WHAT THE TASK REQUIRES:
Can you quote the records word for word, starting at the line containing "Find the market" and continuing through the last line of the records?

DATA:

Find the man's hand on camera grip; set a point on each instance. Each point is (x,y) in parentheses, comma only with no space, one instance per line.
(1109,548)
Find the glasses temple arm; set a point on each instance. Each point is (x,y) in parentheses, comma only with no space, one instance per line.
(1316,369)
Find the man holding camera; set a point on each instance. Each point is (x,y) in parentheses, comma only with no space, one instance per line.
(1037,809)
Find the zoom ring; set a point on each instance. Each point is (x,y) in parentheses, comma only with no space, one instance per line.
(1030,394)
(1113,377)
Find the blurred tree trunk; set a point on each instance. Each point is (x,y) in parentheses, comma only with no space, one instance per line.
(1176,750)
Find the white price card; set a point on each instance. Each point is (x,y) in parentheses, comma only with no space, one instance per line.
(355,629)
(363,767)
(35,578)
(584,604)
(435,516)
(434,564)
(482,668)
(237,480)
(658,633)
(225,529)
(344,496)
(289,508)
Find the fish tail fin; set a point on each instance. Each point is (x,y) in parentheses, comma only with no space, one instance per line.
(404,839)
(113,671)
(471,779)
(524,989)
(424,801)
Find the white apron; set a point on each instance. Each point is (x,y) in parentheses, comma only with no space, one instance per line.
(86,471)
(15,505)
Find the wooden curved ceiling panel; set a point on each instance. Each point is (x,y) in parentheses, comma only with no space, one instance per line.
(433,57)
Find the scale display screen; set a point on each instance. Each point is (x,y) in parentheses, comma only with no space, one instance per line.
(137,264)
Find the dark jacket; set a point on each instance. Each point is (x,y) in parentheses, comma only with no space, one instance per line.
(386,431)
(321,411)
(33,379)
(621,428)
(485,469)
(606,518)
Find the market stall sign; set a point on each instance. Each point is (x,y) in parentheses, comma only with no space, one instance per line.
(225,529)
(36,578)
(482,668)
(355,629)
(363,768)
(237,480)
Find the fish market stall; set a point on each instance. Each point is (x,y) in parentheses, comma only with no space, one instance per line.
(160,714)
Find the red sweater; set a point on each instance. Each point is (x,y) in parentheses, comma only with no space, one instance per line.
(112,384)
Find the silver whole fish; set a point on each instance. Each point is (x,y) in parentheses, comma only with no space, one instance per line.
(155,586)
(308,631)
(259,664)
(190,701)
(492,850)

ANSWER:
Find the market stall sign; set a point on each instance. Each point is (x,y) in parentheses, comma only with no space, one instance per line.
(225,529)
(36,578)
(482,668)
(355,629)
(363,768)
(237,480)
Find the fish market stall; set a point on each instance. Each point is (x,y) in parentheses, comma only with no space, one instance per line.
(160,714)
Find the red sweater; set a point on each instance. Each point is (x,y) in parentheses, comma only with no space, one instance per line.
(112,384)
Find the silver whole fish; set a point on each instance. Each point is (x,y) in parentheses, comma only with no space, one instance per line.
(155,586)
(308,631)
(259,664)
(190,701)
(492,850)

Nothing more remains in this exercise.